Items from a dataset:
__________

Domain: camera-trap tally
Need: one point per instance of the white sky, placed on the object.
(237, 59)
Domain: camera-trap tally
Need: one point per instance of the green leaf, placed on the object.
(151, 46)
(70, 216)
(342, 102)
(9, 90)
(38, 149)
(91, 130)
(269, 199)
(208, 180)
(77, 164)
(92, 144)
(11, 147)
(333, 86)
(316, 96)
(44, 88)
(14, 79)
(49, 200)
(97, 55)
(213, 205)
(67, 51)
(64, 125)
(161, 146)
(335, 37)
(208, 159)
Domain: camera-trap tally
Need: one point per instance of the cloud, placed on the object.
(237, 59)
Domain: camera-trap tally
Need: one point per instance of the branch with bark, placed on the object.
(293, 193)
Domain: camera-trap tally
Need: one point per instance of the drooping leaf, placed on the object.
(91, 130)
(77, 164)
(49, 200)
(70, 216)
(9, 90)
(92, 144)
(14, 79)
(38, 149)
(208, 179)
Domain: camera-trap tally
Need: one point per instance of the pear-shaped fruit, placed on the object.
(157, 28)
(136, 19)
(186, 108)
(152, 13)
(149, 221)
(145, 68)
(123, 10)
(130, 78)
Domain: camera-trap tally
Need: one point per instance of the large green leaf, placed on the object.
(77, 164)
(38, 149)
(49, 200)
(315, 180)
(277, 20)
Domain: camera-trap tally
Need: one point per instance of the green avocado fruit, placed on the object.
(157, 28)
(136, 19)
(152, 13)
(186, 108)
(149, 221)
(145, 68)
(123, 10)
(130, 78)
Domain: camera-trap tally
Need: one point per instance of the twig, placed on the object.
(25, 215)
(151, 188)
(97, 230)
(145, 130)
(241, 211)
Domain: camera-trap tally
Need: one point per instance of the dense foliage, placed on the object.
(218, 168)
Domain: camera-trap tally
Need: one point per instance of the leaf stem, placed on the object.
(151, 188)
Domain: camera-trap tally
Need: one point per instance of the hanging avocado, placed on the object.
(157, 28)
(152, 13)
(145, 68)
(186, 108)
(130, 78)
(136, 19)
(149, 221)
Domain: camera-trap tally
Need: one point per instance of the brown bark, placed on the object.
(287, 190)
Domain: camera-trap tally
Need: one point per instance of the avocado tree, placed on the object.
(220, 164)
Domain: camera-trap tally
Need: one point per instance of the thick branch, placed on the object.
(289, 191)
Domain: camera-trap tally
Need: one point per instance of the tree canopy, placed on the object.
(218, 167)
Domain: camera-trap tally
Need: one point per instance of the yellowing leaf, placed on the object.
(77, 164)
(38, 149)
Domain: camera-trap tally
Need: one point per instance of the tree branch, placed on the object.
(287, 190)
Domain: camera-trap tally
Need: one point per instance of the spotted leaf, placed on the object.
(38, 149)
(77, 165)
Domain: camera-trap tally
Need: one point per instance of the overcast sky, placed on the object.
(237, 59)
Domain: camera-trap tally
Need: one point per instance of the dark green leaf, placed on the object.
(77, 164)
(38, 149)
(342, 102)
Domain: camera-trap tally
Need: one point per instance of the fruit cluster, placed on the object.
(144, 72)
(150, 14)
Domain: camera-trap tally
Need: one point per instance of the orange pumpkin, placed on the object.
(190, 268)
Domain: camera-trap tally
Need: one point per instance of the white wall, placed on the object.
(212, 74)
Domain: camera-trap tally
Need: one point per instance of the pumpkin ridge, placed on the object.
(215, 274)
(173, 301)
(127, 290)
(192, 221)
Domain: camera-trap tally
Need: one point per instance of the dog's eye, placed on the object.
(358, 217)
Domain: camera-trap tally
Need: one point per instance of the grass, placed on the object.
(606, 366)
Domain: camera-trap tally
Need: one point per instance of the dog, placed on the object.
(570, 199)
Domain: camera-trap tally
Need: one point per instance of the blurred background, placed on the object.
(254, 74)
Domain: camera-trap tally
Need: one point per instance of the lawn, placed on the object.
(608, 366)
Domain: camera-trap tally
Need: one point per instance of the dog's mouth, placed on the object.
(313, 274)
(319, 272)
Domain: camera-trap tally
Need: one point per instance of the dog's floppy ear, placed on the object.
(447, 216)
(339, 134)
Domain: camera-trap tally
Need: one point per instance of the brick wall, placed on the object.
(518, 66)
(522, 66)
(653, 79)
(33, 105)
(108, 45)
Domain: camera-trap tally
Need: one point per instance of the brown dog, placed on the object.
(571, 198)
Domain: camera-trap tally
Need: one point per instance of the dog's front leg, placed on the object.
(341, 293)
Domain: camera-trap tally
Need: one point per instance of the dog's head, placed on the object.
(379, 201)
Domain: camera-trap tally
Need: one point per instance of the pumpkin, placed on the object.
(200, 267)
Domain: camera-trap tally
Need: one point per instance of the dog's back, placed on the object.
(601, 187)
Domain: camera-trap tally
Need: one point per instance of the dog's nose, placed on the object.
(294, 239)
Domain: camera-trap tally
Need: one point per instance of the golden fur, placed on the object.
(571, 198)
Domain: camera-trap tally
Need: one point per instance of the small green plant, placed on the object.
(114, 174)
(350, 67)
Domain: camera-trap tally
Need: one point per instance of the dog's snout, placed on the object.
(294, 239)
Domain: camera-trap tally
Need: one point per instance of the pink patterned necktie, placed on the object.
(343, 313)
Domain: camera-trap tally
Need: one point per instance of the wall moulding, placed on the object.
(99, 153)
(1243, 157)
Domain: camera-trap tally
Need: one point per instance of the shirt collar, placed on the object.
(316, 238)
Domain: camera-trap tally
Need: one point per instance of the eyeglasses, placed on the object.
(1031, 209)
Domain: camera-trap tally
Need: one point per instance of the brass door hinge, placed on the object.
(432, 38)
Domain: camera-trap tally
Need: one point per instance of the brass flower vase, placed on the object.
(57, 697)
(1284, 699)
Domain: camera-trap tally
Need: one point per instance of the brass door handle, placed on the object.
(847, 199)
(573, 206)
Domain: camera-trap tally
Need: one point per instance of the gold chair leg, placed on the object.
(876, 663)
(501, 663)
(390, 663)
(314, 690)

__________

Work instructions: Pull out every line above that contains the word "bark" and copy each one unchanged.

Answer for this exercise:
Need: one point per instance of the branch with bark, placed on the object.
Need: one point per instance of the brown bark, placed on the object.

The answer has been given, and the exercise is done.